- EXERCISE
Starting with the line that contains "pin: the red awning, one", copy every remaining line of the data below exactly, the last one included.
=== GIVEN DATA ===
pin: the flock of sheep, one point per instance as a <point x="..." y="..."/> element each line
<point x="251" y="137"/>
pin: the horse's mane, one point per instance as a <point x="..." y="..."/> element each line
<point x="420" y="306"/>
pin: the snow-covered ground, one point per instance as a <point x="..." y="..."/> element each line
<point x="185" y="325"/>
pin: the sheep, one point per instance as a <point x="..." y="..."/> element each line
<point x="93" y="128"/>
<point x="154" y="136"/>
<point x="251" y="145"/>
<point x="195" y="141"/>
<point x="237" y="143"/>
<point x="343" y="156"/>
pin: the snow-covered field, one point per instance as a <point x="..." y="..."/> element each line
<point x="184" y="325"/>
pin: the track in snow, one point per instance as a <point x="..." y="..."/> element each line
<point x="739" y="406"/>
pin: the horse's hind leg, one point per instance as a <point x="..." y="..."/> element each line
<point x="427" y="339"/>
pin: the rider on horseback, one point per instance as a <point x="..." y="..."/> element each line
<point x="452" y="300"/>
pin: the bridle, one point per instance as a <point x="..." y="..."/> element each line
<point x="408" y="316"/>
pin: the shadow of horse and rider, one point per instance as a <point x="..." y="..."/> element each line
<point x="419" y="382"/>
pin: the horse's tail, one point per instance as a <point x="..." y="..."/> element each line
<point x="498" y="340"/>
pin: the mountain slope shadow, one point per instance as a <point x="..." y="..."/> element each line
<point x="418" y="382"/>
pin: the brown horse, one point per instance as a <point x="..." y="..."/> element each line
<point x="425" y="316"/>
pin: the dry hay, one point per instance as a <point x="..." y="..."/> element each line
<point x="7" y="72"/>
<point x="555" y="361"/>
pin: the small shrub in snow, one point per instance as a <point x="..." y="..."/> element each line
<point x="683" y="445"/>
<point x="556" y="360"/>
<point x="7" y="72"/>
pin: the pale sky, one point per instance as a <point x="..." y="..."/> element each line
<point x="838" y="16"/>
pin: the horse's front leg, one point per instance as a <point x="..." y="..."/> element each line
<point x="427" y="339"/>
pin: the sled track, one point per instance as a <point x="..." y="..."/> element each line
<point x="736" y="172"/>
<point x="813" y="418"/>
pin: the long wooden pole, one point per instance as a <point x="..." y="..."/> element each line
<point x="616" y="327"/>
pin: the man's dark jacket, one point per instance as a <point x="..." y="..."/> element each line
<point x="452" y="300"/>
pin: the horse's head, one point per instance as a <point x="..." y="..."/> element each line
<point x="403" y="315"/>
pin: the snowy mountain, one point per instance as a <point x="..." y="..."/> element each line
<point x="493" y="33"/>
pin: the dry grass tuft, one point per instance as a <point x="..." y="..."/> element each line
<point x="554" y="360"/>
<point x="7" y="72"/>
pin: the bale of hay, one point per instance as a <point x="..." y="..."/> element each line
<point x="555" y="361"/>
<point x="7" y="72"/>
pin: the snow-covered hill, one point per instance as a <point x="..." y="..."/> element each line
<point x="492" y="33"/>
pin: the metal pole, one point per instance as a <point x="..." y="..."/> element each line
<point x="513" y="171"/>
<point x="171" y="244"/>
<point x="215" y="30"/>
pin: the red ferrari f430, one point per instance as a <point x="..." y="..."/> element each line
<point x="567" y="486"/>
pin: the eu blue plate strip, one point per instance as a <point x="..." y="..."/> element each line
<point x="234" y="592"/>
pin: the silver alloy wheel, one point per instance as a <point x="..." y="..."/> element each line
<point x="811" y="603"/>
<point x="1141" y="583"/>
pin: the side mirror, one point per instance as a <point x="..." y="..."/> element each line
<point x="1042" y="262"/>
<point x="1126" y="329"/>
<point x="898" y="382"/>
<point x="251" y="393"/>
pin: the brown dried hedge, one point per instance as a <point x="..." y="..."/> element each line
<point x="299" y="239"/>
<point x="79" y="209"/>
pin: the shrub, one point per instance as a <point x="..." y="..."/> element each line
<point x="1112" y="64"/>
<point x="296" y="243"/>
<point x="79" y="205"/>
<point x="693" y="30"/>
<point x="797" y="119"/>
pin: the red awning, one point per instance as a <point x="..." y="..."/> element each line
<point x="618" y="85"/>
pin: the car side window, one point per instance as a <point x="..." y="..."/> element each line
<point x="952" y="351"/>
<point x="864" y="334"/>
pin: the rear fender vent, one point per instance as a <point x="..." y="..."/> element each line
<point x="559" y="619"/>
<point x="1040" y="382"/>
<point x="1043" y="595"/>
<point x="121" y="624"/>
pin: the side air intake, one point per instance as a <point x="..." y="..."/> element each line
===
- SOLUTION TO THIS PROBLEM
pin: the red awning, one point per instance as a <point x="..." y="..."/> element each line
<point x="618" y="85"/>
pin: the car side window, one point per instance as a <point x="..." y="..."/> element each line
<point x="952" y="351"/>
<point x="864" y="334"/>
pin: the rear fender vent, one point per instance as a <point x="..." y="..."/> element each line
<point x="559" y="619"/>
<point x="1040" y="382"/>
<point x="1043" y="595"/>
<point x="121" y="624"/>
pin: the side air intake, one point per instance as a <point x="..." y="..."/> element each line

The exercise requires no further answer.